Express the stretch of the rows from the line containing "target: metal pole" through the end of the rows as a JSON list of strings, one string per line, leaving out blank lines.

Data items:
====
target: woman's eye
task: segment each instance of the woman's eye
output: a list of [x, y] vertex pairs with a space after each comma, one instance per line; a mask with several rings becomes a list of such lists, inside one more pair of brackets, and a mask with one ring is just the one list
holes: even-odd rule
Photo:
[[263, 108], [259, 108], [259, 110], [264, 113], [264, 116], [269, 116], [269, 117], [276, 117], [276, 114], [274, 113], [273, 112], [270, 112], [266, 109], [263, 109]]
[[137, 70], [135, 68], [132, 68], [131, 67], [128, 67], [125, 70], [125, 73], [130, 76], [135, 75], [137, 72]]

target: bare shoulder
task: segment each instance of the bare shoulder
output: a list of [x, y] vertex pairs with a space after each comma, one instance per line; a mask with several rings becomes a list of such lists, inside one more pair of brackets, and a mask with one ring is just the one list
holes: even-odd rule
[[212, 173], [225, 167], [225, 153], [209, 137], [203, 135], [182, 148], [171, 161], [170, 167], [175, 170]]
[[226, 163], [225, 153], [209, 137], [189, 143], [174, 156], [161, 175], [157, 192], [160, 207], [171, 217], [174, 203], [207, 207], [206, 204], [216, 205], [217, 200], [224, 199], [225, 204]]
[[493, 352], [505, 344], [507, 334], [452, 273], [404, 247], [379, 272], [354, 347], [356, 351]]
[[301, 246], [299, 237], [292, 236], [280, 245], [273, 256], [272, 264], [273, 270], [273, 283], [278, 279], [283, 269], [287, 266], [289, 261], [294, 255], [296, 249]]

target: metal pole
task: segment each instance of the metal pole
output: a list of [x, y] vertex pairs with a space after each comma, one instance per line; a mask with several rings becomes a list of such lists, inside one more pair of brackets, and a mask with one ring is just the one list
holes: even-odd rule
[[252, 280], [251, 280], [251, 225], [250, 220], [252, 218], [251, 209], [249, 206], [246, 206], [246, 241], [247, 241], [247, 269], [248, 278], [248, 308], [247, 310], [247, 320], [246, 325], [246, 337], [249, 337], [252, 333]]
====
Solution for this exercise
[
  "target: metal pole",
  "task: segment each instance of the metal pole",
  "output: a list of [x, y] vertex pairs with a space after each comma, one instance per line; a mask with several rings becomes a list of such lists, inside one more pair of brackets, and a mask with one ring is just the one list",
  "holes: even-odd rule",
  "[[252, 280], [251, 280], [251, 225], [250, 220], [252, 218], [251, 209], [249, 206], [246, 206], [246, 241], [247, 241], [247, 269], [248, 278], [248, 308], [247, 310], [247, 320], [246, 325], [246, 337], [249, 337], [252, 333]]"
]